▶ [SET PROBLEM] Please find every line below that contains the word "ceiling" and copy each one in full. Matching is case-sensitive.

▶ [INPUT ROWS]
━━━━━━━━━━━━━━━━━━━━
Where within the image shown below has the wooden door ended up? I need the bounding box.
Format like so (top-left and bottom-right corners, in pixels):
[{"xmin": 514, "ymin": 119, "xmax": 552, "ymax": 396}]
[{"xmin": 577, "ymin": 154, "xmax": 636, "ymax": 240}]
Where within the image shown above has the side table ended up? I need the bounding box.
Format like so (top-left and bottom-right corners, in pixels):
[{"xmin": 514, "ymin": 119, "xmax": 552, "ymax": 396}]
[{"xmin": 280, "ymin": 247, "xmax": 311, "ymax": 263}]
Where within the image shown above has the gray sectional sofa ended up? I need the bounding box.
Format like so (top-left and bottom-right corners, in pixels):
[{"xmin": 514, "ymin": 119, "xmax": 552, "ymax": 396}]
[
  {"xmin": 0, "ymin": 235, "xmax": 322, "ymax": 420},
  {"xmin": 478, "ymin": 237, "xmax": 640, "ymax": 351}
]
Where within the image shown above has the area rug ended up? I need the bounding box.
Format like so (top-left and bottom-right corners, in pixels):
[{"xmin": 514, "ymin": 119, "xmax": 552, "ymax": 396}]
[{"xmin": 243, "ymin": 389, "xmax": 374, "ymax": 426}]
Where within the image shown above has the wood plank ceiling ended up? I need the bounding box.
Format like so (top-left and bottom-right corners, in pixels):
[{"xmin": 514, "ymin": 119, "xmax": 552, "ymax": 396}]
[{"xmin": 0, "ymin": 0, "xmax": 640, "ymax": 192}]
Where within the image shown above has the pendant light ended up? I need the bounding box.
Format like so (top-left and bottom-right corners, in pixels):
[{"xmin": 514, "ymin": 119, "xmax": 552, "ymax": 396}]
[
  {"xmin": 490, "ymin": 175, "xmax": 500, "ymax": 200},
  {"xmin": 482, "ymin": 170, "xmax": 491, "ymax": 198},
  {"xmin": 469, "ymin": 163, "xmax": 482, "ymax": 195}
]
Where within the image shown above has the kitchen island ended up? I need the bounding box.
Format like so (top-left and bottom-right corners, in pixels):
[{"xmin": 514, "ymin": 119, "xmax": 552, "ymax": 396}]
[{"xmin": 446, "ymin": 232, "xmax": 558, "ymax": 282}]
━━━━━━━━━━━━━━━━━━━━
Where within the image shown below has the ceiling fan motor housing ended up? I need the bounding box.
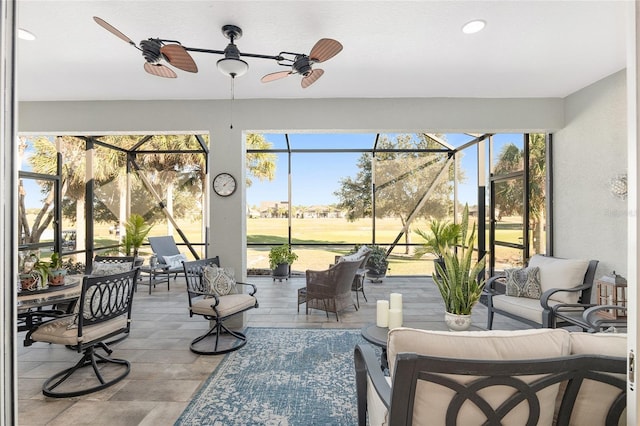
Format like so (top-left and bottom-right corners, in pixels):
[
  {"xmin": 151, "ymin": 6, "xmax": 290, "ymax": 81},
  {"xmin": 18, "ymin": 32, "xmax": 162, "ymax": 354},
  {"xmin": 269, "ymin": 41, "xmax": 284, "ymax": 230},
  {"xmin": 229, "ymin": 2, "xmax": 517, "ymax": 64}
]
━━━━━━━━━━━━━━━━━━━━
▶ [OUTPUT OF THE EXERCISE]
Where within the image shown above has the wood plank ceiling ended up? I need the bounding box.
Where within the image shown below has the ceiling fan motor housing ended up? I need the bounding box.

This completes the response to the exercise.